======== Excerpted text

ECHO-Chicago: Behavioral Health Integration
An estimated 25-30% adults in the United States have a mental illness; with higher rates among those who are publicly insured and racial/ethnic minorities. In the U.S., the primary health care system often functions as the mental health provider for many patients with common conditions like anxiety and depression. However, coordinated behavioral health care in the primary care setting is inconstant and barriers to to care have a direct impact on the patient's ability to manage both their physical and mental health issues. Untreated mental illness has significant economic, social, and personal costs in lost productivity, increased healthcare utilization, and increased morbidity and mortality.
The goal of the ECHO-Chicago: Behavioral Health Integration curriculum is to create a coordinated approach to delivering mental health care within the current primary care environment.
This activity has been designed for phyisicians and allied healthcare professionals in the internal medicine, family medicine, and behavioral health specialties and those with an interest in improving the behavioral health of patients.

================
======== Data listing

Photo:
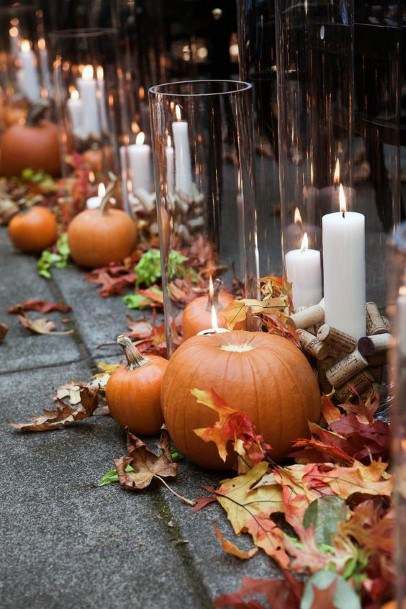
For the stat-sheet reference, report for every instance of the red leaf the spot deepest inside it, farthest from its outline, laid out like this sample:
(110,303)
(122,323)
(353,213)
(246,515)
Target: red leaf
(41,306)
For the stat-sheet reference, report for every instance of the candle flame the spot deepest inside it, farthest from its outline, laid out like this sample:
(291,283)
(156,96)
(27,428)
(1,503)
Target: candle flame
(341,197)
(297,217)
(25,46)
(139,140)
(337,173)
(87,72)
(305,243)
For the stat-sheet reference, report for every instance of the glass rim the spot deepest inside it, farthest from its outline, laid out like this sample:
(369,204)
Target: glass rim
(155,89)
(80,32)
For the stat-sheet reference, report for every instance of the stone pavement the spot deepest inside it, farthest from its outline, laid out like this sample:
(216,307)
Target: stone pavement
(64,542)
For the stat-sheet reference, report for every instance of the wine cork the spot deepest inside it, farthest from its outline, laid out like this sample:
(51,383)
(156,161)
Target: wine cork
(308,317)
(346,368)
(337,340)
(355,385)
(312,345)
(376,343)
(375,323)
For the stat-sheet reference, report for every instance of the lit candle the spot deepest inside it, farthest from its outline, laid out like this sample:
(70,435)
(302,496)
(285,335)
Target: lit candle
(75,110)
(95,202)
(344,270)
(183,162)
(303,269)
(139,156)
(29,78)
(170,167)
(87,89)
(43,60)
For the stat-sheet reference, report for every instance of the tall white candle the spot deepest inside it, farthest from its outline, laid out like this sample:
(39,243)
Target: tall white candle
(303,269)
(344,270)
(183,161)
(30,78)
(75,110)
(170,167)
(87,88)
(139,156)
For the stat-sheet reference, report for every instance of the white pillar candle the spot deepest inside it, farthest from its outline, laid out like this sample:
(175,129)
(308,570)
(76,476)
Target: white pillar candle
(170,167)
(139,157)
(183,161)
(43,60)
(87,89)
(303,270)
(75,111)
(95,202)
(28,61)
(344,270)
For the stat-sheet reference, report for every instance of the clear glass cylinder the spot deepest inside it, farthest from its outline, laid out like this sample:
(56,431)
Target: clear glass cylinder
(397,312)
(202,143)
(90,102)
(25,73)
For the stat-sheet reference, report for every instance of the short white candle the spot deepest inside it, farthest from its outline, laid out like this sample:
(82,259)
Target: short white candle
(183,161)
(75,111)
(344,270)
(87,88)
(303,270)
(30,79)
(170,167)
(95,202)
(139,156)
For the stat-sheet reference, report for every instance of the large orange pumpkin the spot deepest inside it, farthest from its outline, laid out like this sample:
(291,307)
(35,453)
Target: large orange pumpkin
(33,145)
(34,230)
(99,236)
(263,375)
(133,392)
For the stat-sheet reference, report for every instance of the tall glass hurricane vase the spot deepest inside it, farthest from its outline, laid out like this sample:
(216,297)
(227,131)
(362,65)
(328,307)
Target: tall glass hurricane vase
(202,144)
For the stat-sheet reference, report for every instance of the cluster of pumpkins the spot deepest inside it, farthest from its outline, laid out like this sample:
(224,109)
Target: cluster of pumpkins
(264,376)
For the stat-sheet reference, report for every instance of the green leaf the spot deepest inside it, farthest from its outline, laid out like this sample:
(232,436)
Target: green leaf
(325,514)
(344,595)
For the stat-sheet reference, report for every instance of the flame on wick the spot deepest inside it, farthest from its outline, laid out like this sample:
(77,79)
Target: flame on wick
(87,73)
(25,46)
(341,197)
(305,243)
(337,173)
(139,140)
(297,217)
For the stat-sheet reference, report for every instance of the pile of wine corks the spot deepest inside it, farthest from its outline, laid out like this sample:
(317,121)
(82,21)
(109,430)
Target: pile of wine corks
(343,363)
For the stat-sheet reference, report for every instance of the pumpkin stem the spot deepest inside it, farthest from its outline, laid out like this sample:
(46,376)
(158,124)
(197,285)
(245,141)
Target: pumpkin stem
(214,300)
(133,356)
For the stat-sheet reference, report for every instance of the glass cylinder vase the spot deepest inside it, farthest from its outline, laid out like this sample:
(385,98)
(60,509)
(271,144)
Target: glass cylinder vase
(89,100)
(202,144)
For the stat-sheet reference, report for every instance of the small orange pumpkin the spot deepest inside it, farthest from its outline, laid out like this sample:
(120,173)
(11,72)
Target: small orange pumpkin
(197,315)
(260,374)
(99,236)
(34,230)
(133,392)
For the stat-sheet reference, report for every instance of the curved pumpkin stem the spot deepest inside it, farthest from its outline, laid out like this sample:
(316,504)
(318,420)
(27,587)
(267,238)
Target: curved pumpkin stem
(133,356)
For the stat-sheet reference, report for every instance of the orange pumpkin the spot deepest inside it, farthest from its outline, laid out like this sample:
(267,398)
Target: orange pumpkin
(99,236)
(34,230)
(133,392)
(33,145)
(263,375)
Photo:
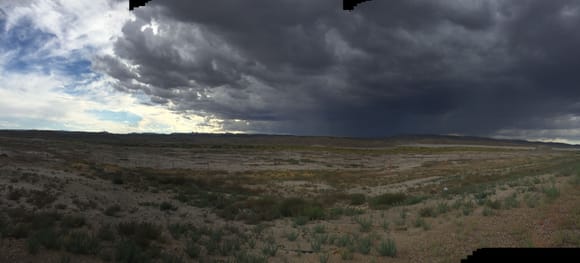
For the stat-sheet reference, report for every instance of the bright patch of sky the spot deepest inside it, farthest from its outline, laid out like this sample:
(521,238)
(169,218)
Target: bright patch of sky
(46,78)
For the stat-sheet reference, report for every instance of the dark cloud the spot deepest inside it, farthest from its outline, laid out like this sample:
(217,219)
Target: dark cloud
(308,67)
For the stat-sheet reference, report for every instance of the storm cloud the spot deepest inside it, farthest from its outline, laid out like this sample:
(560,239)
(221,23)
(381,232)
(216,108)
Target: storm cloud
(489,68)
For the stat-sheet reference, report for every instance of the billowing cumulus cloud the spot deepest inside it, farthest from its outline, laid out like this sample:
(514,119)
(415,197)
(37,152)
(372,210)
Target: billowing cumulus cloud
(492,68)
(307,67)
(47,55)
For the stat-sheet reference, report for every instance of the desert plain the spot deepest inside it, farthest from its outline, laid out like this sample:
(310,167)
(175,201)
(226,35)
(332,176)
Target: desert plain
(99,197)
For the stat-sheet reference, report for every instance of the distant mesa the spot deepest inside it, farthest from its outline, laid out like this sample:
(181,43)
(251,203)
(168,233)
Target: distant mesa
(350,4)
(137,3)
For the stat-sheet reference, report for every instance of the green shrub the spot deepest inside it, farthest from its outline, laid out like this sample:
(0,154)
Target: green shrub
(551,192)
(177,230)
(316,244)
(293,207)
(365,224)
(385,225)
(229,246)
(344,241)
(192,249)
(387,248)
(141,232)
(292,236)
(71,221)
(420,222)
(493,204)
(364,245)
(531,200)
(244,257)
(357,199)
(127,251)
(48,238)
(319,229)
(511,201)
(487,211)
(112,210)
(270,249)
(346,254)
(81,243)
(442,208)
(427,212)
(300,220)
(106,233)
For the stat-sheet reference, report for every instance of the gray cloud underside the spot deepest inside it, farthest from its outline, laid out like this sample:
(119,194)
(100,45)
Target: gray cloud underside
(307,67)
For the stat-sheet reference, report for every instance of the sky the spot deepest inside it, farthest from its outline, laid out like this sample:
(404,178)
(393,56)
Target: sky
(494,68)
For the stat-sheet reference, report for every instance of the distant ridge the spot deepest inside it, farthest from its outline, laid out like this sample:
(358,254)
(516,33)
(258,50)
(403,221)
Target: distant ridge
(193,139)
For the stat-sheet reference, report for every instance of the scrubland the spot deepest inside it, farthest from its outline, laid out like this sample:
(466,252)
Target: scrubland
(106,199)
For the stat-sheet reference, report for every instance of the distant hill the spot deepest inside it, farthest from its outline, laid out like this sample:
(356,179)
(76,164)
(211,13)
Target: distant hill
(192,139)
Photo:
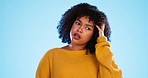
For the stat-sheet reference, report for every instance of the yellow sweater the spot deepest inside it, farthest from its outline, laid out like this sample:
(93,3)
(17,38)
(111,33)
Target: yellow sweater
(61,63)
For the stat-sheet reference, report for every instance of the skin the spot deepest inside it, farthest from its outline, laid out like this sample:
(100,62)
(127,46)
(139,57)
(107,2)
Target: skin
(84,28)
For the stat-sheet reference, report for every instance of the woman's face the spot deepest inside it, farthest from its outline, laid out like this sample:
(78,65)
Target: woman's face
(81,31)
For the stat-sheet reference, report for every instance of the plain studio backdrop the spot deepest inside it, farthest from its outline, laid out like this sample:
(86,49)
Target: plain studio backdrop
(28,30)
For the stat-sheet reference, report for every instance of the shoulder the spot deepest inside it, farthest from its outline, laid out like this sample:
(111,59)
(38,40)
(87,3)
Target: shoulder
(50,52)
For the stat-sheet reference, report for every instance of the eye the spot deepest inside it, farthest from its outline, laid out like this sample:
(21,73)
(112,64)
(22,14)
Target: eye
(78,23)
(87,28)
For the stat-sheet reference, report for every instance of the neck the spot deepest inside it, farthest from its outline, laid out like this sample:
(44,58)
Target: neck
(75,47)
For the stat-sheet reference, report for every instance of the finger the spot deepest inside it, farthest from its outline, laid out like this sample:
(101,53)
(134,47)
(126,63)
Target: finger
(99,28)
(102,26)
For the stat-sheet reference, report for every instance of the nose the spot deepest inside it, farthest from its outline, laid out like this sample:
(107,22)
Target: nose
(80,29)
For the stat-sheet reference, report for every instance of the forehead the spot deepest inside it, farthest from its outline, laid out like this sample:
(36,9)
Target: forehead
(85,18)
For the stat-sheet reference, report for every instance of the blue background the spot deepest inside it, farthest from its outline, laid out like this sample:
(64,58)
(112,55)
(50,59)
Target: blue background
(28,30)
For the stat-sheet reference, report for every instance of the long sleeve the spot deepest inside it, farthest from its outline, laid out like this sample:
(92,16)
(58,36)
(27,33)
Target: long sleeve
(43,70)
(107,66)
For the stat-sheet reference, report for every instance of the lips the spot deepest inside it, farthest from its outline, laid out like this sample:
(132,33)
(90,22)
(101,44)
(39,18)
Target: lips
(76,36)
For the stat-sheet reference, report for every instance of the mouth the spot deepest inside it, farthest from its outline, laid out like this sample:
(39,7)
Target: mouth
(76,36)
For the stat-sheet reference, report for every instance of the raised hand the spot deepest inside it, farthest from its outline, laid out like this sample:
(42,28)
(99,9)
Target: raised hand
(101,29)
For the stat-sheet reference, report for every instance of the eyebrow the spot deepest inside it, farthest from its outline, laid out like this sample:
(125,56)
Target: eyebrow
(86,24)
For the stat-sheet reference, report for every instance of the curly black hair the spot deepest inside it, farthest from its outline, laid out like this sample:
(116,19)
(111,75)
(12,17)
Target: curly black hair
(80,10)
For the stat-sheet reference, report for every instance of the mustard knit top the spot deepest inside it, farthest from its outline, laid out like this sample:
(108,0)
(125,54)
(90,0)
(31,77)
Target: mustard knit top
(62,63)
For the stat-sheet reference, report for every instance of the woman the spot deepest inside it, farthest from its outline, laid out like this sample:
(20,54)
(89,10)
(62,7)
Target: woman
(88,54)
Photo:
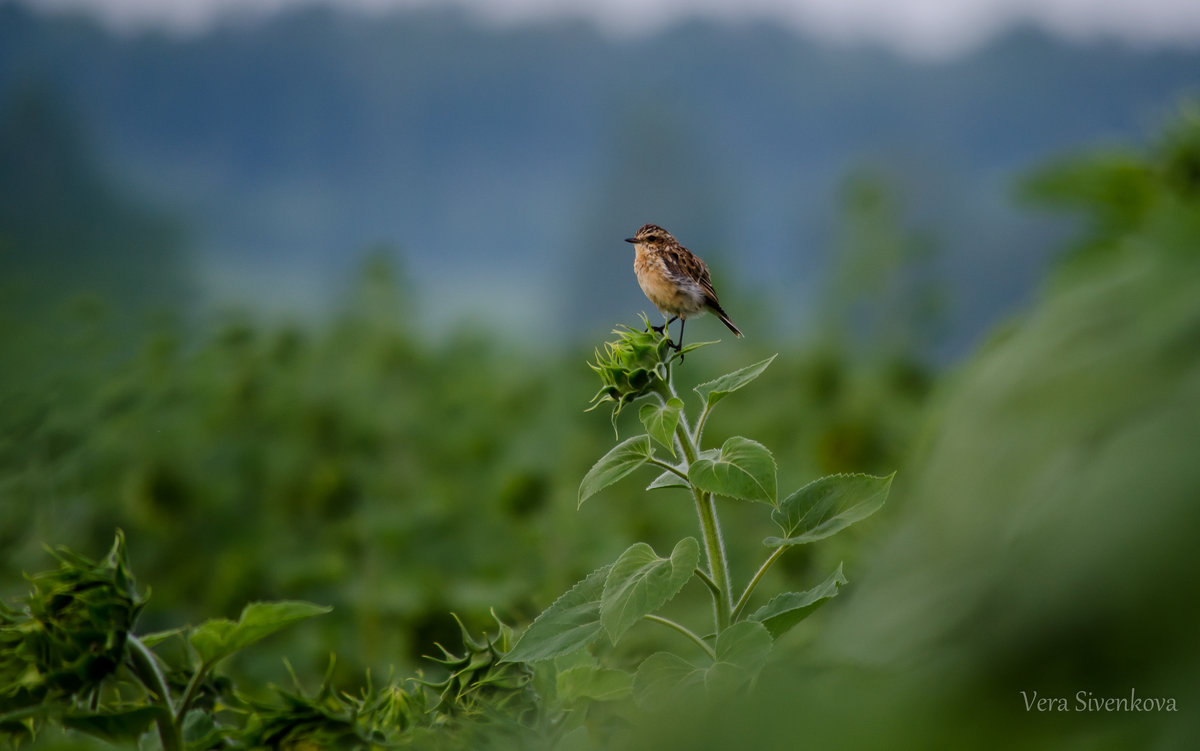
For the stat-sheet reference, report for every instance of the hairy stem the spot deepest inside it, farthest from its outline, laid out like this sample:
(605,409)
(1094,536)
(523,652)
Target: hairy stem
(684,630)
(709,526)
(754,582)
(147,670)
(669,467)
(193,686)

================

(Work request 1) Reproduce the ECHO-Chicago text from "This activity has" up to and including "health of patients.".
(Work request 2) List the medical specialties that the ECHO-Chicago text names as the intended audience for the activity.

(Task output 1)
This activity has been designed for phyisicians and allied healthcare professionals in the internal medicine, family medicine, and behavioral health specialties and those with an interest in improving the behavioral health of patients.

(Task output 2)
- Internal medicine
- Family medicine
- Behavioral health